Leaving out the pictures, retype the lines from the top of the listing through the line with "# sample shape, e.g. [[602, 147]]" exactly.

(DATA TO USE begins)

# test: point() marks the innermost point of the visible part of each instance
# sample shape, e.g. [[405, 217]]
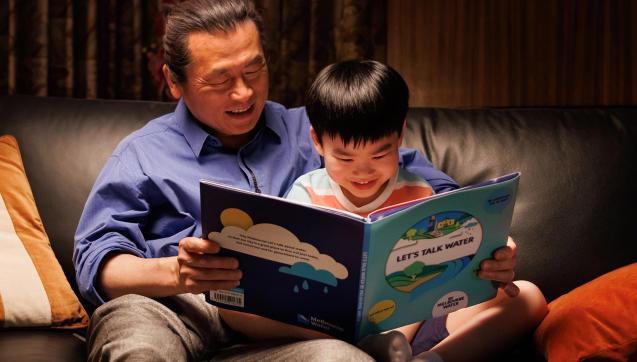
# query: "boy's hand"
[[500, 268], [199, 269]]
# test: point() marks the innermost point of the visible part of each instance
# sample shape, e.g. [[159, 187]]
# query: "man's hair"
[[209, 16], [357, 100]]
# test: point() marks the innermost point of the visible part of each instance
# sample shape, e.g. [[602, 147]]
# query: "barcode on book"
[[230, 297]]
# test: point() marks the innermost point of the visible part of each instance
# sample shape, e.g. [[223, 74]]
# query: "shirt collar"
[[196, 136]]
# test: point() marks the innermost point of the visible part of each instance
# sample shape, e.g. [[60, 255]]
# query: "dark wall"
[[464, 53]]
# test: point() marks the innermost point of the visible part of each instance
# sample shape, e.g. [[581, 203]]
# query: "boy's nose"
[[362, 168], [241, 90]]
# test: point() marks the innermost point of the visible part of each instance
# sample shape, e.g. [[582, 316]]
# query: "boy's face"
[[362, 171]]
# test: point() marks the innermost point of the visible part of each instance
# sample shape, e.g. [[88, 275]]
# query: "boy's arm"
[[416, 163]]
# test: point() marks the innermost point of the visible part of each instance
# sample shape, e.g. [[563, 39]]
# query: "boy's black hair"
[[357, 100]]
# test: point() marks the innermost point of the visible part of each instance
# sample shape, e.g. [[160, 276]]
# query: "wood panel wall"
[[474, 53]]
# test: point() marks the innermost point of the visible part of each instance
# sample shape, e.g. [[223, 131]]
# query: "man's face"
[[227, 82], [362, 171]]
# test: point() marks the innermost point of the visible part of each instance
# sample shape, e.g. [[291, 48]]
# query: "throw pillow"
[[596, 321], [34, 291]]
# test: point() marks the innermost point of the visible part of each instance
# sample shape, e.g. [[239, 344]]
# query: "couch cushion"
[[64, 144], [571, 221], [42, 345], [597, 320], [33, 288]]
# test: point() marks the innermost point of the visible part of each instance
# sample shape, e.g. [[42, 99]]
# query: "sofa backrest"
[[573, 217], [574, 213]]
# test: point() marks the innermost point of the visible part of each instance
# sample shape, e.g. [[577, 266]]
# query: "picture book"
[[349, 276]]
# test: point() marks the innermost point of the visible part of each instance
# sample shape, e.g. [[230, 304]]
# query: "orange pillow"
[[596, 321], [34, 291]]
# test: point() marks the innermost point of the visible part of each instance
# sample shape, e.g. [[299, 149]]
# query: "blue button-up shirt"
[[146, 198]]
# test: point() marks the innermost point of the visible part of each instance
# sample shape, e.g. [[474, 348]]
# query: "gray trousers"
[[186, 328]]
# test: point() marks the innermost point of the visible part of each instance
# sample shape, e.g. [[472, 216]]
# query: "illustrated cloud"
[[273, 242]]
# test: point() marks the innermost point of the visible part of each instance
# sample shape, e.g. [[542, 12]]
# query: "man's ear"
[[316, 141], [175, 89]]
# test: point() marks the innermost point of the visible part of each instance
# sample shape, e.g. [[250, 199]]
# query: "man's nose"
[[241, 91]]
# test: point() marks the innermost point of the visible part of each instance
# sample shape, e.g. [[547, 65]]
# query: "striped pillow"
[[33, 289]]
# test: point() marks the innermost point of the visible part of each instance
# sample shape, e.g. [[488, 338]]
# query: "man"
[[137, 248]]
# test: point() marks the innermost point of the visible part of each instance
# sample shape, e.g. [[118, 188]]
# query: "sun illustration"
[[236, 217]]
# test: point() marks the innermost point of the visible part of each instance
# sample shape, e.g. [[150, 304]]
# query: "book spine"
[[362, 280]]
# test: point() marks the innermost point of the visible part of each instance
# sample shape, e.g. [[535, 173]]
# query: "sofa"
[[573, 220]]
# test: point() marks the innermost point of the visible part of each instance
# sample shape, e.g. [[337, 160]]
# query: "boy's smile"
[[362, 171]]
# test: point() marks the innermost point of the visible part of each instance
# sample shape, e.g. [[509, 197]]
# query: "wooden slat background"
[[473, 53]]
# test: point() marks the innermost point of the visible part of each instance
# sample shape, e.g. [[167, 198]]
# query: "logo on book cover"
[[432, 251]]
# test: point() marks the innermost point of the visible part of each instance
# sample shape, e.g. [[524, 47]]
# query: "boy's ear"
[[316, 141], [175, 89], [402, 133]]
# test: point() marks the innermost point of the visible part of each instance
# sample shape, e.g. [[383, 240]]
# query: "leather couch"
[[578, 167]]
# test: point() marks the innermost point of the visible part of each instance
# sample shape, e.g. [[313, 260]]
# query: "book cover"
[[349, 276]]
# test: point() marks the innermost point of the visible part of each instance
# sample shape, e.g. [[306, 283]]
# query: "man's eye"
[[253, 72]]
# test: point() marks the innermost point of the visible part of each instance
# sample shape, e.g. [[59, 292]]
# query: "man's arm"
[[112, 257]]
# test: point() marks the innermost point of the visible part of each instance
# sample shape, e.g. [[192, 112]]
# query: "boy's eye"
[[219, 82]]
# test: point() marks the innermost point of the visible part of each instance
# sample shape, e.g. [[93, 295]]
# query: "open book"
[[349, 276]]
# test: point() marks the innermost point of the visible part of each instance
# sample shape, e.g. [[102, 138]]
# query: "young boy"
[[357, 110]]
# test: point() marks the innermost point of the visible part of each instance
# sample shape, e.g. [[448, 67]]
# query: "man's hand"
[[500, 268], [200, 269]]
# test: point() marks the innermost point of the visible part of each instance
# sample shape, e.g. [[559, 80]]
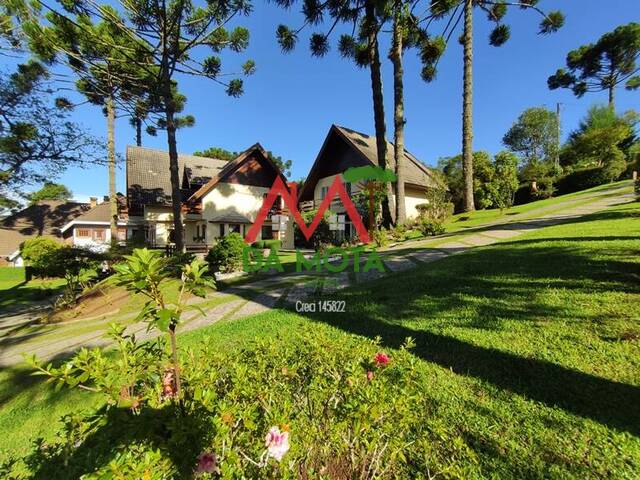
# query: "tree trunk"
[[398, 114], [111, 154], [378, 105], [612, 97], [138, 122], [467, 108], [176, 197]]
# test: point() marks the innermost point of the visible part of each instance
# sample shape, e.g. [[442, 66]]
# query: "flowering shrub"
[[322, 404]]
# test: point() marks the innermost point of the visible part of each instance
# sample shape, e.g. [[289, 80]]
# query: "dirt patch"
[[99, 301]]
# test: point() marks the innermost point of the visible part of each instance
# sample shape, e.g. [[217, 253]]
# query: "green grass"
[[467, 220], [14, 291], [532, 349]]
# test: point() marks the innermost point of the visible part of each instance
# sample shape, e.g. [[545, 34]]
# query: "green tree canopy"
[[534, 136], [603, 65], [50, 191], [217, 152], [603, 139], [37, 139]]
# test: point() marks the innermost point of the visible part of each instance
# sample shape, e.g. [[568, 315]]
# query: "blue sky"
[[291, 101]]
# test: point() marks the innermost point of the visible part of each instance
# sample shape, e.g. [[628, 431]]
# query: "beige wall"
[[413, 196], [231, 198], [163, 219]]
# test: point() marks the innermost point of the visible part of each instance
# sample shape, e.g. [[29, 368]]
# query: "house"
[[45, 218], [92, 229], [218, 197], [344, 148]]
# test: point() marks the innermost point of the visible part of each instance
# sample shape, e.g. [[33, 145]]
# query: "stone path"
[[265, 294]]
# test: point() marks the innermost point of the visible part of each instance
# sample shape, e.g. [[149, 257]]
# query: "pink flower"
[[277, 443], [381, 359], [207, 463], [169, 387]]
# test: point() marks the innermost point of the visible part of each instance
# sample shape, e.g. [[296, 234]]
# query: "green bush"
[[582, 180], [273, 245], [380, 237], [330, 405], [430, 228], [226, 255], [37, 253], [398, 233]]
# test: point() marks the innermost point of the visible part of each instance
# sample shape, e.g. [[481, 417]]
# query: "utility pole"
[[558, 140]]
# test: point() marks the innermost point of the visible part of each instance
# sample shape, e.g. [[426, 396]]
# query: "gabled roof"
[[231, 167], [416, 173], [45, 218], [149, 178], [98, 215]]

(DATA TO USE ends)

TASK SOLUTION —
# test: point() marks the innermost point of the visible part of each instance
# sample shape, e.g. [[405, 217]]
# query: "boy's hand"
[[500, 268], [199, 269]]
# test: point() marks the innermost point of the visible part of each instance
# sample shape, e.g. [[159, 187]]
# query: "man's hair"
[[209, 16], [357, 100]]
# test: point() marks the innermost point of the visible part of each instance
# sample shape, e.g. [[602, 147]]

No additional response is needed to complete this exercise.